▸ **Selection**
###
If the horse was having an off day don't worry too much. he might have been full of food and couldn't be bothered. it's hard when they have one of those days they just can't be bothered.

good luck hppefully it was an off day and it doesn't happen too often. when my horse is having an off day i got do something different. like i would go jump because barney loves jumping and then i take him out around the fire breaks in 2 point  wakes him up!


----------



## donatellodemerlieux

corporate pride said:


> if your unbalanced it won't work, i suggest spurs. also every time the horse loses that tiny bit of forward movement in the canter, give it a kick and do it all the time. i think it's just laziness and riders letting it happen. my ex eventer was soooo lazy, i rode him in spurs, i would ask for canter, if he didn't listen to the squeeze then it was followed by a kick then a spur. he moves off tghe kick LOL but i have to keep asking him to maintain it. you get very strong legs!!! i bought another horse and i didn't realise it but i would ask him to canter like my other horse and he took off!! LOL
> it's the art of finding what works. if the horse is that lazy then spurs or swhip or both. sometimea just having it there is enough for the horse to listen. some horses are too smart for their own good LOL
> 
> 
> 
> I don't agree. First of all, spurs are NOT meant to kick with, you tap with them, then you kick if the horse is misbehaving badly. If you don't have the balance, and are unable to maintain a good seat (whether it be half-seat, 2 point, or dressage seat) spurs are definetly not a good idea anyway. You need to be able to keep your heels down, and your toes pointed in, and not grip with your legs. Some horses respond oddly with spurs too, and they just aren't an option. A crop would be okay, but make sure you are asking with your legs first. Please, before using crops/whips or spurs, make sure whatever is going on isn't from rider error. 95-99% of the time, anything that is going wrong is rider error, and spurring/whipping the horse will only make the horse more confused, and cause him to gain a bad temper or cause something to go wrong.
###
▸ **Raw data**
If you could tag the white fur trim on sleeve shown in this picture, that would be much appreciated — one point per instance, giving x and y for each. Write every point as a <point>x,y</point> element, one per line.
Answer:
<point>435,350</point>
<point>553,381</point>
###
▸ **Tasks**
1) Quote the horse forum thread starting with "If the horse was" and going on through "can't be bothered.".
2) Name each kind of riding seat that the horse forum thread mentions.
The listing is separate material from the horse forum thread.

▸ **Solutions to the tasks**
1)
If the horse was having an off day don't worry too much. he might have been full of food and couldn't be bothered. it's hard when they have one of those days they just can't be bothered.

2) Half-seat, 2 point, dressage seat